__TASK INSTRUCTIONS__. This exercise calls for copying every line below that holds the word "bird".

(MATERIAL FOR THIS TASK)

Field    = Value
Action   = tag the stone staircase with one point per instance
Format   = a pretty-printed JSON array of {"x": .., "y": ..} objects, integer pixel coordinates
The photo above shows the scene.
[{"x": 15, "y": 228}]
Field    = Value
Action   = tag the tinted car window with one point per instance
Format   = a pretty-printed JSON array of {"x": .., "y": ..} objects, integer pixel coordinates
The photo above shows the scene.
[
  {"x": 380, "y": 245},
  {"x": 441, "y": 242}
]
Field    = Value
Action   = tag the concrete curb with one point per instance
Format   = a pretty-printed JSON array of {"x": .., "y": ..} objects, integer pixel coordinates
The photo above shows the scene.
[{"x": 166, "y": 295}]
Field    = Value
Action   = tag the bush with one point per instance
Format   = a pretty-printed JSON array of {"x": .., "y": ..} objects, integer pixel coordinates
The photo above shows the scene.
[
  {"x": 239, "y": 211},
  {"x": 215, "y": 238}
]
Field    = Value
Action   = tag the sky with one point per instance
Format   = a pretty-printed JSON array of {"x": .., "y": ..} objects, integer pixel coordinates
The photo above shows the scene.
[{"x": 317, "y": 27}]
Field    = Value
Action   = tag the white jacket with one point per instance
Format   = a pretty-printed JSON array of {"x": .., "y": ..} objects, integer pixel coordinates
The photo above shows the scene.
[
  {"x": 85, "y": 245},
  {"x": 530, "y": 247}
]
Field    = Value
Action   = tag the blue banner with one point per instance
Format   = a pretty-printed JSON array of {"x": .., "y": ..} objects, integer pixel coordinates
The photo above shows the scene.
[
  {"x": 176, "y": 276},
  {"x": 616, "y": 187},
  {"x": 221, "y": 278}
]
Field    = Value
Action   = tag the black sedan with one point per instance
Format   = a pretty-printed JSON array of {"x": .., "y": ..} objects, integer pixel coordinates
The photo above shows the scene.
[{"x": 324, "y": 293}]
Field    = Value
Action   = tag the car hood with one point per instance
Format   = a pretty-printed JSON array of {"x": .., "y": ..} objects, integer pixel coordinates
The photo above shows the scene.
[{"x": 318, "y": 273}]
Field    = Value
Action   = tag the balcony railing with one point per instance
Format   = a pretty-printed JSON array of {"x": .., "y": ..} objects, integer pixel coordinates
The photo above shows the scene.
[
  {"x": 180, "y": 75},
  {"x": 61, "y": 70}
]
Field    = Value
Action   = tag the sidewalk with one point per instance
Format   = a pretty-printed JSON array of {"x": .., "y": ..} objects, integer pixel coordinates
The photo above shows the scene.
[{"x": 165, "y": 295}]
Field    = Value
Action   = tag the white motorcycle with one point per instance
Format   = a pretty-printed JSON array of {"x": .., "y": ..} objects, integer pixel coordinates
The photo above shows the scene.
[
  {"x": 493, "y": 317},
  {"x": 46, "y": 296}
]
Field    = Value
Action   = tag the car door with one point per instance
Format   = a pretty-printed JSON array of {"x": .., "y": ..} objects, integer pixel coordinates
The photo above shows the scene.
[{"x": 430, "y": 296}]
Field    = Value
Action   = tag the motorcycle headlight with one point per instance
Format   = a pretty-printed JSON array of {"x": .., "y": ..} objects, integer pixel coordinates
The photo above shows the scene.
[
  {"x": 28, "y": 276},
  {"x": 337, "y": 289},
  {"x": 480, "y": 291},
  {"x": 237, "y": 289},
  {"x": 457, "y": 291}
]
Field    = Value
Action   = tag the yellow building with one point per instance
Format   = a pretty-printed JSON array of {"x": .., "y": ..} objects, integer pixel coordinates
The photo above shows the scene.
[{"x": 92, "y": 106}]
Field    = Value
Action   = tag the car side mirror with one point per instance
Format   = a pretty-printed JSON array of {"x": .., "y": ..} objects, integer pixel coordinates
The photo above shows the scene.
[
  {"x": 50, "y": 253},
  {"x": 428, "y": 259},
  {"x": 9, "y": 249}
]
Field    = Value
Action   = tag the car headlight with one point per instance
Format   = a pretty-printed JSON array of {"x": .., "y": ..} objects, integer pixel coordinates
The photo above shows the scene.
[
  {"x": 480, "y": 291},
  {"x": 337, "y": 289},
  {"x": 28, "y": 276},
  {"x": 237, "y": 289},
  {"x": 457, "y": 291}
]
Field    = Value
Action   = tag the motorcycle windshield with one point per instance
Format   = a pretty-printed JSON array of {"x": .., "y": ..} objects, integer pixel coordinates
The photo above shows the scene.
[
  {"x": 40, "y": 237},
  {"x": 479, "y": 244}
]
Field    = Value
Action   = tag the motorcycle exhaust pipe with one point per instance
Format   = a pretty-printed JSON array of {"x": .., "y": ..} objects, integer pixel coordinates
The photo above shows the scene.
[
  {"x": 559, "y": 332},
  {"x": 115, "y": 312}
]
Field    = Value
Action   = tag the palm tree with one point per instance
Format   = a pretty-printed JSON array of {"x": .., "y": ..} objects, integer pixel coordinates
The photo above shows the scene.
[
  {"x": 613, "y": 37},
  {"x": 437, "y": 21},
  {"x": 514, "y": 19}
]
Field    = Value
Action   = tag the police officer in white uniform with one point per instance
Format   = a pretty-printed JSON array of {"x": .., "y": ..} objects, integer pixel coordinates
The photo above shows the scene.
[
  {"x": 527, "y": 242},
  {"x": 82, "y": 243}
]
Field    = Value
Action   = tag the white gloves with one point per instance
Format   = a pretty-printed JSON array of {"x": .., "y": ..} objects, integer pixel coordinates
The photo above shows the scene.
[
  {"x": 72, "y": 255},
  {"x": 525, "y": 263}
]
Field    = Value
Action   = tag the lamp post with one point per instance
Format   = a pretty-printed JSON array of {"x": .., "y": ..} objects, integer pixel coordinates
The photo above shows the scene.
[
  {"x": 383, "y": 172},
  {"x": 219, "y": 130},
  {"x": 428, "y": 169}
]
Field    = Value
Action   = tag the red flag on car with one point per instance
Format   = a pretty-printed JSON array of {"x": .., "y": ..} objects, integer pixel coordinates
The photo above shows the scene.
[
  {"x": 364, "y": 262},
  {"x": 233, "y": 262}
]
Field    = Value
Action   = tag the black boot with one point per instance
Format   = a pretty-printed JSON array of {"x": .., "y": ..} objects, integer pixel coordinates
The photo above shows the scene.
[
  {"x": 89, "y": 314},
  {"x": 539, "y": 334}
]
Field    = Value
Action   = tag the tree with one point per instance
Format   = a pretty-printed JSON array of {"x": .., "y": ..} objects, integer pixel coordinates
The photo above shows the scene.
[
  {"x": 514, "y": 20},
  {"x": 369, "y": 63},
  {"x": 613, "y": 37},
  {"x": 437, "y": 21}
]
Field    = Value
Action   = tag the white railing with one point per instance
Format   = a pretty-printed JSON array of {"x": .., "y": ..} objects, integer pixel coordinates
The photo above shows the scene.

(End MATERIAL FOR THIS TASK)
(MATERIAL FOR THIS TASK)

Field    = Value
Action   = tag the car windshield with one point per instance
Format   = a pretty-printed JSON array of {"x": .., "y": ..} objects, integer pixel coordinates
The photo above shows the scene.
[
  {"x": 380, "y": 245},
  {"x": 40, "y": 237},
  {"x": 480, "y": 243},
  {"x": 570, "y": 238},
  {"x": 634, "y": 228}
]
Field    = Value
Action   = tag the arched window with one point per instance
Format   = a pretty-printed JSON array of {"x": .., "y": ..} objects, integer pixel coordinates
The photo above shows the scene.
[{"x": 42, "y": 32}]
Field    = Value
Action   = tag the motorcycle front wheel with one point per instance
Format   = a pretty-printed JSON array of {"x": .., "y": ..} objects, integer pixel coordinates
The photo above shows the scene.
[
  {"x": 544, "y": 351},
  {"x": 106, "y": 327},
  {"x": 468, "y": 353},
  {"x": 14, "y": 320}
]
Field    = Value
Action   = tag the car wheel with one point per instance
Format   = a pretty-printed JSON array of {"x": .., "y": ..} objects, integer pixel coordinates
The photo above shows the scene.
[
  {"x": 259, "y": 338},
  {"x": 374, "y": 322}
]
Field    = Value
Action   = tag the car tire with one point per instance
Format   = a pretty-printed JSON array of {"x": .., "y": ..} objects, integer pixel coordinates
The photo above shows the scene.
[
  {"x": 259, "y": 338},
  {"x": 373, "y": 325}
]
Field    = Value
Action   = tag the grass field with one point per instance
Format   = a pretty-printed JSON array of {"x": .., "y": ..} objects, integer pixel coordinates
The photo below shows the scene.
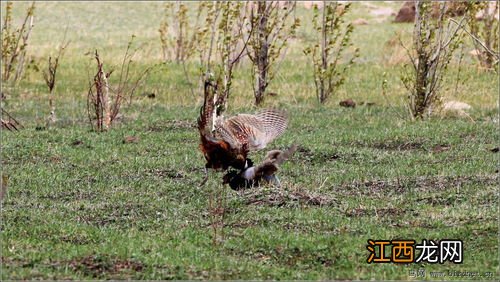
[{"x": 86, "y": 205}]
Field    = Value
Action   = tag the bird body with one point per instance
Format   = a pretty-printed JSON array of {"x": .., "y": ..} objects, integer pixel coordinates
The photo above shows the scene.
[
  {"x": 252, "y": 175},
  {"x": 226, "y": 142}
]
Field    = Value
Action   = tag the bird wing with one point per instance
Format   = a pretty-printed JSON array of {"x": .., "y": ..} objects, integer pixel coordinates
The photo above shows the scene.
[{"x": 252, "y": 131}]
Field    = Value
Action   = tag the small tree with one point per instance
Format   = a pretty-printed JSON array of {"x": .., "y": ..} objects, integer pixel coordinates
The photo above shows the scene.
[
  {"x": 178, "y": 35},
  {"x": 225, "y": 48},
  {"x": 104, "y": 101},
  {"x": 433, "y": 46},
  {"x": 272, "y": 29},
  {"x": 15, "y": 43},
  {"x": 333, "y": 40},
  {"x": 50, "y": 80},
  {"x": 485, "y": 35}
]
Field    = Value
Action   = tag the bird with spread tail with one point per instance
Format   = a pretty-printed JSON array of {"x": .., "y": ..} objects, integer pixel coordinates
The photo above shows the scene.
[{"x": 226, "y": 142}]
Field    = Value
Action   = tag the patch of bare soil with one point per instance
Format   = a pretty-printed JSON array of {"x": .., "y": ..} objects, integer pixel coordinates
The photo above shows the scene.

(End MATERIAL FOR THIS TASK)

__RESPONSE AREA__.
Action   = tag the bird body with one point per instance
Action   = tag the bird wing with one point per instance
Action   = tag the bird with spread tail with one point per instance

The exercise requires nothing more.